Work to do
Write out all of the records precisely. Skip anything that is a picture.
[Start of Extracted information]
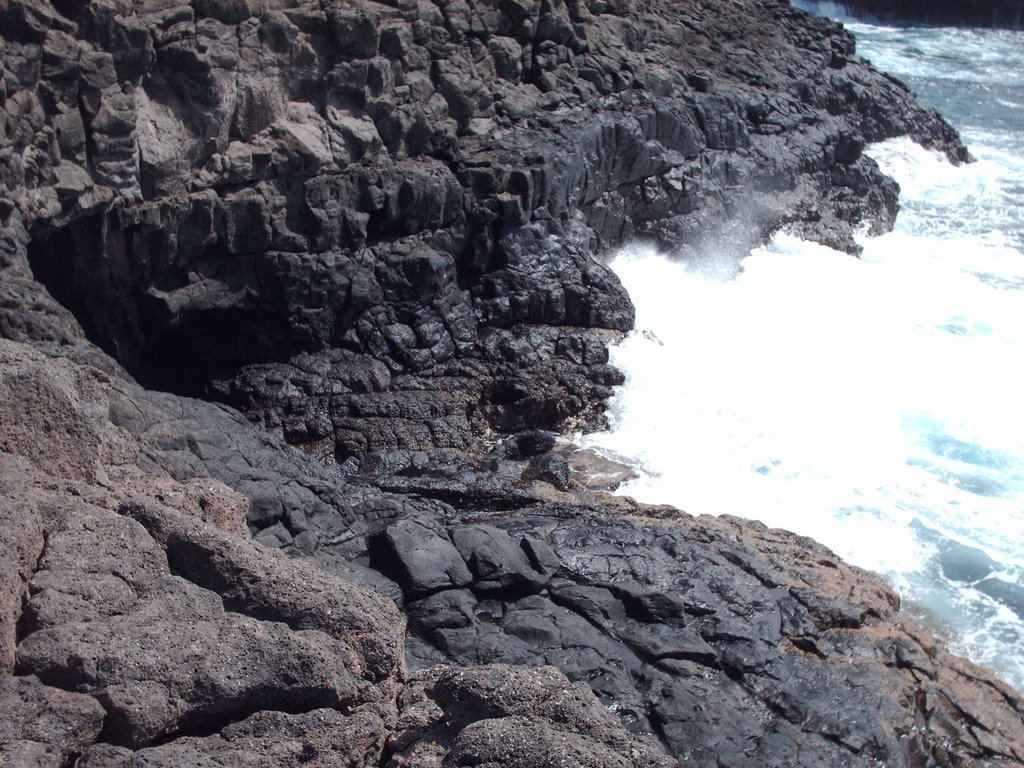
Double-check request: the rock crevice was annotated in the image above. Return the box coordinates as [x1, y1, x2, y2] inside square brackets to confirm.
[0, 0, 1024, 768]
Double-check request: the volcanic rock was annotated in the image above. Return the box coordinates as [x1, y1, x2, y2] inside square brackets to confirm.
[0, 0, 1024, 768]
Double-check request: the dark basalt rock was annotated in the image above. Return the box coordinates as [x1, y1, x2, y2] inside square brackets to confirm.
[802, 0, 1024, 30]
[0, 0, 1024, 768]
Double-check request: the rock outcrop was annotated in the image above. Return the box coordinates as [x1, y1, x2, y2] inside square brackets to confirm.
[0, 0, 1024, 768]
[798, 0, 1024, 30]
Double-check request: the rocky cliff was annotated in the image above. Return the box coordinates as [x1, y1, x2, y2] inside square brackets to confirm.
[812, 0, 1024, 30]
[0, 0, 1024, 768]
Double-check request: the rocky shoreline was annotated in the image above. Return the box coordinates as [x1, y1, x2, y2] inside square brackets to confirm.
[798, 0, 1024, 30]
[0, 0, 1024, 768]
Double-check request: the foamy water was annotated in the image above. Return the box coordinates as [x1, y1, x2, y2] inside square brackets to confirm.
[End of Extracted information]
The response
Double-check request: the rock crevice was annotated in the image above. Return the box coordinates as [x1, y1, x2, y2] inside square brackets to confirm.
[0, 0, 1024, 768]
Double-check request: the volcanic rock was annotated in the image above. Return the box coordinates as [x1, y1, x2, y2] inside square brackets to confirm.
[0, 0, 1024, 768]
Double-check request: the dark basalt rock was annotated in the image above. Return the box coordinates as [x1, y1, x2, y2] inside square brackets to confirm.
[802, 0, 1024, 30]
[0, 0, 1024, 768]
Double-check request: the rock outcrop was annotated in the image above. Return the box coordinates as [x1, y1, x2, y2] inside square brackets to confirm.
[0, 0, 1024, 768]
[798, 0, 1024, 30]
Double-check request: the rocky cliff was annotated in the image above. Return the box coordinates as [x1, y1, x2, y2] inside square brackets to confirm.
[812, 0, 1024, 30]
[0, 0, 1024, 768]
Double-check request: the rocky shoreline was annotated in the image above. Return the box coordinates as [x1, y1, x2, y2] inside square brackets to confirm.
[798, 0, 1024, 30]
[0, 0, 1024, 768]
Double-check request: the foamy water was annotated in the image above. Return the box coordinates as [x1, y1, x2, y2] inside square brackets to confirm.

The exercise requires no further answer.